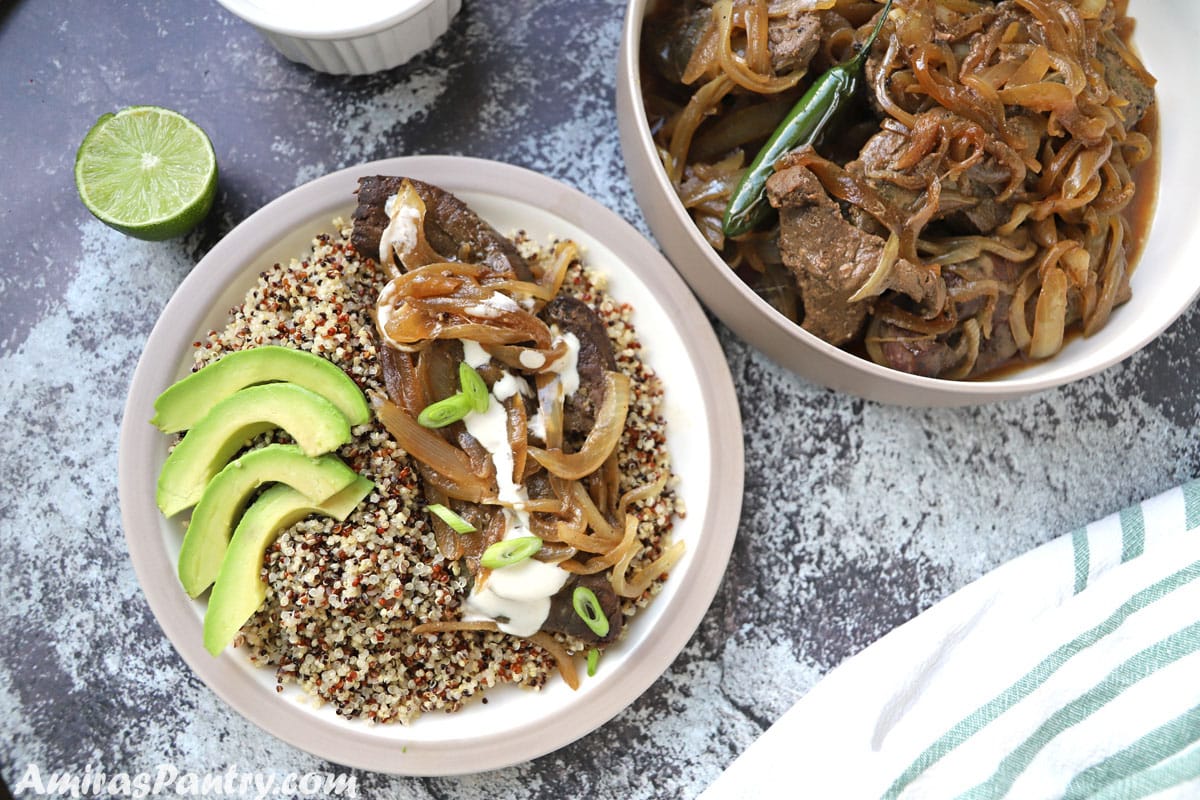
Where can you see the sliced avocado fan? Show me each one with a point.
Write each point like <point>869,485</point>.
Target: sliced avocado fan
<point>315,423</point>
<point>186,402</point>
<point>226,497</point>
_____
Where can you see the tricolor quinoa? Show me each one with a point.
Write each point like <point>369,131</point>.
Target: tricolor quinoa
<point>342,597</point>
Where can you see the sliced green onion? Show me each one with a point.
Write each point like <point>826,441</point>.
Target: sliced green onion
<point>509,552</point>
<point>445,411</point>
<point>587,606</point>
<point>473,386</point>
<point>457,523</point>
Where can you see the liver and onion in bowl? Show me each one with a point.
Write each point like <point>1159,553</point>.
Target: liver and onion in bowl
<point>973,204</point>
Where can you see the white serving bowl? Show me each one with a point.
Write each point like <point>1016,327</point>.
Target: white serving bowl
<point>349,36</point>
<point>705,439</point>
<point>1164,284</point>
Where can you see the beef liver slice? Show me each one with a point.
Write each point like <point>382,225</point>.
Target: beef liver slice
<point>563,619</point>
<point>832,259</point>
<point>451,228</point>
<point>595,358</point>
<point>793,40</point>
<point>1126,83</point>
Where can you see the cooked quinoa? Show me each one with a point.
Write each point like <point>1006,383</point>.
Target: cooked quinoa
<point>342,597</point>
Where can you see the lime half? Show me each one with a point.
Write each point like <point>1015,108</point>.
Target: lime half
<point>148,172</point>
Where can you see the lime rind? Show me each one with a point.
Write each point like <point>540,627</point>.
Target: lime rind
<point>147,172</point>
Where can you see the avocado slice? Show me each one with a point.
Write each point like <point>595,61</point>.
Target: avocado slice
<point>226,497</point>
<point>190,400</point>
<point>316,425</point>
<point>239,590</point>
_____
◆ GIVEN PROBLEM
Rewrite the part of the records that opens with the line containing "Where can you see the white" and closes with the one containing "<point>1164,284</point>", putting "soup bowl" wherever "serving bowl" appears and changing nothing else.

◆ EXPECTED ANSWER
Where can you see the white soup bowl? Show me each one with a point.
Write each point like <point>1016,327</point>.
Target: white soup bowl
<point>349,36</point>
<point>705,439</point>
<point>1164,284</point>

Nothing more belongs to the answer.